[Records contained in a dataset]
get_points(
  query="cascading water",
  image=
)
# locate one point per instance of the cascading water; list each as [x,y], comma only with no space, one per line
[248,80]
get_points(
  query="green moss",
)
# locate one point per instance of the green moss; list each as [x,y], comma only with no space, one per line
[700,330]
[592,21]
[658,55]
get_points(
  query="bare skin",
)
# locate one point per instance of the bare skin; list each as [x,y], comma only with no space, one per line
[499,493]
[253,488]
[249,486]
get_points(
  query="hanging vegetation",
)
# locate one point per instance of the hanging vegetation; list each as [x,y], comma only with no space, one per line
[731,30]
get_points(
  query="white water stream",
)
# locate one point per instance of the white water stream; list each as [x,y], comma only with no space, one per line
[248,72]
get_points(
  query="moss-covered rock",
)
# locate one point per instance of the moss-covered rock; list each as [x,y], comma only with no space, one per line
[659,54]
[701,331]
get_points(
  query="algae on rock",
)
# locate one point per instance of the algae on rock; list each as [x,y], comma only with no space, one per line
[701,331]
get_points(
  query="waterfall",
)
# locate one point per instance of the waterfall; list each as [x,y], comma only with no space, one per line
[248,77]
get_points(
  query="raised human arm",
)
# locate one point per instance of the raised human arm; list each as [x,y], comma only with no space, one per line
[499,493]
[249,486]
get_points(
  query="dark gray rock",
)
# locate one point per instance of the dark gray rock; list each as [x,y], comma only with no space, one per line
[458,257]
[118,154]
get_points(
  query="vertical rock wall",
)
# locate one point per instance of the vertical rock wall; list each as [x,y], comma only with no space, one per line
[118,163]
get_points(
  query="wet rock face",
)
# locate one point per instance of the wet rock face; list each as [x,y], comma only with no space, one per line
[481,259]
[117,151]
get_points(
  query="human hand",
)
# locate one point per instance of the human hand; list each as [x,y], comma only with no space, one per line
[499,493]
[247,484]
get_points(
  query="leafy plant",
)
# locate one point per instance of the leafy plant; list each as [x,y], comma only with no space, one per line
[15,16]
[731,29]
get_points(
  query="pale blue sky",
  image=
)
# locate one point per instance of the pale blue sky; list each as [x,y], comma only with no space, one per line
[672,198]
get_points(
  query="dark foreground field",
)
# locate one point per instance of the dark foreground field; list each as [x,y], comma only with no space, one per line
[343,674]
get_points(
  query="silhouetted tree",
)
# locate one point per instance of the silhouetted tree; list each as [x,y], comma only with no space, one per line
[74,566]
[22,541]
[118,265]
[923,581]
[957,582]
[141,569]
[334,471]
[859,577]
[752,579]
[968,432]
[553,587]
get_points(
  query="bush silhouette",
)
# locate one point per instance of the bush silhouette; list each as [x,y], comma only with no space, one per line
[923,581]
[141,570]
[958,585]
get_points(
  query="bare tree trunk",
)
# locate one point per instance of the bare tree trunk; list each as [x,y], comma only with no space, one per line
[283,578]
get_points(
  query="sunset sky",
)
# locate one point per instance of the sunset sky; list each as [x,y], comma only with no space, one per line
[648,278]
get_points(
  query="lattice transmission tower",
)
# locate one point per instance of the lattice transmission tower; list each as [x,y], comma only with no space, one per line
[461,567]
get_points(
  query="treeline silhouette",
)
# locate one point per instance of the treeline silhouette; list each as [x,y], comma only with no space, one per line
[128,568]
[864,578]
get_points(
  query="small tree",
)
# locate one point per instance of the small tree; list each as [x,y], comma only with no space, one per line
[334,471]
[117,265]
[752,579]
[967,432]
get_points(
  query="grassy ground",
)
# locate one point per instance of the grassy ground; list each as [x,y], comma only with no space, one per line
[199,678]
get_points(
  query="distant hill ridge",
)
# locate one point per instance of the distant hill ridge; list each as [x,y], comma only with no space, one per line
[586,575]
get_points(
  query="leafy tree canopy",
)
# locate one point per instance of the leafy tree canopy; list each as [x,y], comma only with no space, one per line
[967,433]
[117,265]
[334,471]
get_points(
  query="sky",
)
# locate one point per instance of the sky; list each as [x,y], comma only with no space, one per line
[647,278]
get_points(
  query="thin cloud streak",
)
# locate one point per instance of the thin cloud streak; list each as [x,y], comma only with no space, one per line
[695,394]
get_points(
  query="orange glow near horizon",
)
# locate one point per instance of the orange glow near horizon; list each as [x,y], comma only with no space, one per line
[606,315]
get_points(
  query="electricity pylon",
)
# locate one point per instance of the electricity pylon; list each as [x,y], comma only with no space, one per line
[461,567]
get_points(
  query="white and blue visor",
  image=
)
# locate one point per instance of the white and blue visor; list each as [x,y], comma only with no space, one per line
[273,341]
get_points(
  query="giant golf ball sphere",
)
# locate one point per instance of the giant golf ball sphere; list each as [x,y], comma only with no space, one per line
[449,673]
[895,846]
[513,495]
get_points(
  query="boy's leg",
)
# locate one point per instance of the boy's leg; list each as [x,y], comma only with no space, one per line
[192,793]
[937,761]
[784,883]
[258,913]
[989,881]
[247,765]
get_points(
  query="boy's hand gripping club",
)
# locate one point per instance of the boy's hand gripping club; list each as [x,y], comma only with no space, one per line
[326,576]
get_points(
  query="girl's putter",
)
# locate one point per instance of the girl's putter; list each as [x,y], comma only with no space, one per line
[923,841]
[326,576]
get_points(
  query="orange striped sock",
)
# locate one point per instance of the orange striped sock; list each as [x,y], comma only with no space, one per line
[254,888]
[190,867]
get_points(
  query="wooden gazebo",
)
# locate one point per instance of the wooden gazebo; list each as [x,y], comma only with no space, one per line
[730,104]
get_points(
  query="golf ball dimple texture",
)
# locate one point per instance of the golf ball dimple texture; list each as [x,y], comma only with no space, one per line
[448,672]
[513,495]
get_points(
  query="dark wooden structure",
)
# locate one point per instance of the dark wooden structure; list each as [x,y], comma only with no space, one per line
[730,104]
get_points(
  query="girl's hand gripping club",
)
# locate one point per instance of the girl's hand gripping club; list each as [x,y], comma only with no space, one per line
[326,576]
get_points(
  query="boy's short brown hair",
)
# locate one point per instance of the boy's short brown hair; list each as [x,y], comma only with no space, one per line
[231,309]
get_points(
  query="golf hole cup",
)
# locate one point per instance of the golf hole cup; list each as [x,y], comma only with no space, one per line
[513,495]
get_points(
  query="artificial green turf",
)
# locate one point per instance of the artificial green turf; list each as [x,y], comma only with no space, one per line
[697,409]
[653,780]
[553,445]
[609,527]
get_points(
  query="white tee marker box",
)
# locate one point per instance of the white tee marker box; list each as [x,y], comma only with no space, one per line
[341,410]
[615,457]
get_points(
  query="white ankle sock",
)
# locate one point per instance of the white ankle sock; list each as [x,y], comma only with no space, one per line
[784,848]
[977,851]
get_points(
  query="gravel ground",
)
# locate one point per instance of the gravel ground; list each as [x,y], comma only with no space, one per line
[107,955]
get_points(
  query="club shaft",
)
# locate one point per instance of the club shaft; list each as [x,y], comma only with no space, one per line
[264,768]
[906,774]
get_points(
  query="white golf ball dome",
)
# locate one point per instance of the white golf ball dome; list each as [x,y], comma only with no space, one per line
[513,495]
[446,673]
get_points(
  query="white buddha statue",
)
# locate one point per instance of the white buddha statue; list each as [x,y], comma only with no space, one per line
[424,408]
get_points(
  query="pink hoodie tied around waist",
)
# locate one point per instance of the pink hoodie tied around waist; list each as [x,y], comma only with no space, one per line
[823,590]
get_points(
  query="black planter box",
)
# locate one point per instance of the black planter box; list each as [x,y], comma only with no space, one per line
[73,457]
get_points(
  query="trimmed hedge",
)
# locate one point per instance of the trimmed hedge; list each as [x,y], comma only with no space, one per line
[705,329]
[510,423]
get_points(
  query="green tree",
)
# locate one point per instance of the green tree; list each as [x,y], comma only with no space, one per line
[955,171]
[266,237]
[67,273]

▶ _TASK OBJECTIVE_
Output the complete data exactly as written.

▶ _RESULT OF THIS TASK_
get_points(
  query="cascading water",
  image=
)
# locate one point per instance of the cascading water; list each as [x,y], comma only with no space, one per line
[248,80]
get_points(
  query="green moss",
)
# locate one point per instance of the green moss; list each as [x,y], comma only with no space, one per line
[700,330]
[592,21]
[658,55]
get_points(
  query="bare skin",
)
# locate one point per instance of the bare skin; list each as [x,y], comma only with no space, one per line
[499,493]
[253,488]
[249,486]
get_points(
  query="hanging vegetation",
)
# locate one point per instance of the hanging vegetation; list each as [x,y], comma only with no space, one per line
[731,30]
get_points(
  query="white water stream",
)
# locate one point per instance of the white water stream; list each as [x,y], comma only with no space, one per line
[248,72]
get_points(
  query="moss-covered rock",
)
# locate one point per instance of the moss-covered rock; list each as [x,y], comma only with no space, one per line
[659,54]
[701,331]
get_points(
  query="algae on rock",
)
# locate one point per instance of the algae on rock; list each as [x,y], comma only with no space, one per line
[701,331]
get_points(
  query="waterfall",
)
# locate one point per instance of the waterfall; list each as [x,y], comma only with no space, one per line
[248,77]
get_points(
  query="raised human arm",
)
# locate one point per instance of the raised human arm; list each as [x,y], comma only with no space, one per line
[499,493]
[249,486]
get_points(
  query="dark gray rock",
)
# locate one point per instance of the dark gray rock; list each as [x,y], comma only with no space, one per line
[458,257]
[118,154]
get_points(
  query="vertical rock wall",
)
# locate one point per instance of the vertical rock wall; list each as [x,y], comma only with no space, one per line
[118,163]
get_points(
  query="wet rock face",
)
# locate one point per instance of the wet rock face; list each as [x,y], comma only with no space, one per line
[481,259]
[117,151]
get_points(
  query="human hand",
)
# locate one point per instance of the human hand; list each as [x,y], comma only with no space, one per line
[499,493]
[247,484]
get_points(
  query="leafy plant",
)
# locate one point per instance of the leafy plant; list each as [x,y], comma only with no space, one per line
[15,16]
[731,29]
get_points(
  query="pale blue sky",
  image=
)
# locate one point per instance of the pale blue sky; list each as [x,y], comma only with no space, one per line
[672,198]
get_points(
  query="dark foreground field",
)
# locate one point per instance of the dark foreground field; list each as [x,y], comma only with no space, one per line
[343,674]
get_points(
  query="silhouetted tree",
)
# locate one point per instance of the silhouetted tree; list each as [x,y], comma only with no space, one per line
[74,566]
[22,541]
[118,265]
[923,581]
[957,582]
[141,569]
[334,471]
[859,577]
[752,579]
[968,432]
[553,587]
get_points(
  query="bush silhouette",
)
# locate one point per instance of the bush silhouette; list each as [x,y], comma only with no space, one per line
[923,581]
[141,570]
[958,585]
get_points(
  query="bare tree trunk",
)
# locate one point per instance of the bare tree trunk; list each as [x,y], comma only with no space, one per line
[283,578]
get_points(
  query="sunset sky",
)
# locate one point per instance of the sunset sky; list each as [x,y], comma only with no space, one per line
[648,278]
get_points(
  query="lattice transmission tower",
)
# locate one point per instance of the lattice transmission tower; list each as [x,y], comma only with no space, one per line
[461,567]
get_points(
  query="treeline silhouette",
)
# locate one point per instance of the treeline silhouette; list each as [x,y], comma only with no space, one per line
[128,568]
[864,578]
get_points(
  query="small tree",
)
# locate one point per instance of the small tree; list each as [x,y], comma only with no space, one per line
[334,471]
[117,265]
[752,579]
[967,432]
get_points(
  query="grassy ground",
)
# locate one point per instance of the grassy ground; list each as [x,y], comma only with no space, one per line
[199,678]
get_points(
  query="distant hill ridge",
)
# locate one point per instance of the distant hill ridge; list each as [x,y], comma only with no space, one per line
[586,575]
get_points(
  query="leafy tree canopy",
)
# locate one point per instance of the leafy tree canopy; list each as [x,y], comma only with no space, one per line
[967,433]
[117,265]
[334,471]
get_points(
  query="sky",
)
# locate one point per instance of the sky; list each as [x,y], comma only with no space, one per line
[647,278]
get_points(
  query="thin cloud streak",
)
# locate one point per instance of the thin cloud streak; list each as [x,y], comma only with no space, one per line
[695,394]
get_points(
  query="orange glow near horizon",
)
# locate one point per instance of the orange glow near horizon; list each as [x,y], comma only with no space, one per line
[606,315]
get_points(
  query="electricity pylon",
)
# locate one point per instance of the electricity pylon; list each as [x,y], comma only with no space, one per line
[461,567]
get_points(
  query="white and blue visor",
  image=
)
# locate one point per instance of the white and blue visor; list each as [x,y], comma only with no space, one per line
[273,341]
get_points(
  query="giant golf ball sphere",
)
# locate one point per instance of the giant golf ball sphere; list each as [x,y], comma only with no space, one per line
[449,673]
[895,846]
[513,495]
get_points(
  query="boy's leg",
)
# locate one point per instance of the boy's leg; list each as [x,y], comma only with no space, one per line
[192,793]
[937,761]
[784,883]
[258,913]
[989,881]
[247,765]
get_points(
  query="boy's hand gripping club",
)
# locate one point per instance of the boy's hand gripping club; list each as [x,y], comma only with no space, one per line
[326,576]
get_points(
  query="girl's putter",
)
# locate one point per instance of the girl's putter; list each as [x,y], comma only with no space, one per line
[923,841]
[326,576]
get_points(
  query="orange striped sock",
)
# locate one point per instance of the orange striped sock; list each as [x,y], comma only with no space, one per line
[254,888]
[190,867]
get_points(
  query="wooden gazebo",
)
# locate one point per instance of the wooden gazebo; list each as [x,y], comma only with no space, one per line
[730,104]
get_points(
  query="golf ball dimple texture",
)
# locate one point per instance of the golf ball dimple texture; list each as [x,y], comma only with no space, one per line
[448,672]
[513,495]
get_points(
  query="dark wooden structure",
)
# locate one point per instance of the dark wooden structure; list each as [x,y], comma only with no space, one per line
[730,104]
get_points(
  query="girl's hand gripping club",
)
# locate one point per instance of the girl's hand gripping club; list each as [x,y], comma only with no space, one per line
[326,576]
get_points(
  query="boy's short brown hair",
)
# locate one point per instance of the boy's short brown hair; list each as [x,y], comma only with no space, one per line
[231,309]
get_points(
  query="golf hole cup",
)
# locate one point per instance of the golf hole cup; list each as [x,y], comma only with no space, one per line
[513,495]
get_points(
  query="artificial green turf",
)
# locate one point per instance of the artificial green turf; list each as [x,y], comma only with no space, one per line
[697,409]
[653,780]
[553,445]
[609,527]
get_points(
  query="white tee marker box",
)
# locate one point per instance of the white tee marker box; list each as [x,y], comma only with no space, one per line
[341,410]
[615,457]
get_points(
  query="white ankle sock",
)
# locate one point per instance of the white ankle sock; list each as [x,y], comma only with no space, one per line
[784,848]
[977,851]
get_points(
  query="gravel ground",
)
# locate one point per instance of the gravel ground; list each as [x,y], comma only with no space, one per line
[107,955]
get_points(
  query="club shaft",
)
# locate one point per instance of the club shaft; list each as [x,y], comma only with no space, one per line
[264,768]
[906,774]
get_points(
  query="white golf ball dome",
)
# locate one point per instance of the white golf ball dome; list each as [x,y], comma only with no space, one per line
[513,495]
[446,673]
get_points(
  query="white buddha statue",
)
# locate one point per instance of the white buddha statue; list each as [x,y], comma only with no space, one per line
[424,408]
get_points(
  query="pink hoodie tied around waist",
)
# locate one point per instance of the pink hoodie tied around waist; list each as [x,y], comma only with no space, one per line
[823,590]
get_points(
  query="black planter box",
)
# locate one point per instance of the black planter box; list each as [x,y], comma only with no space, one per line
[73,457]
get_points(
  query="trimmed hedge",
)
# locate one point per instance of the trimmed hedge; list each as [x,y], comma only with no space, one per line
[705,329]
[510,423]
get_points(
  query="green tree",
)
# locate one point per instance of the green tree; list each as [x,y], comma only with no space, one per line
[955,171]
[266,237]
[67,273]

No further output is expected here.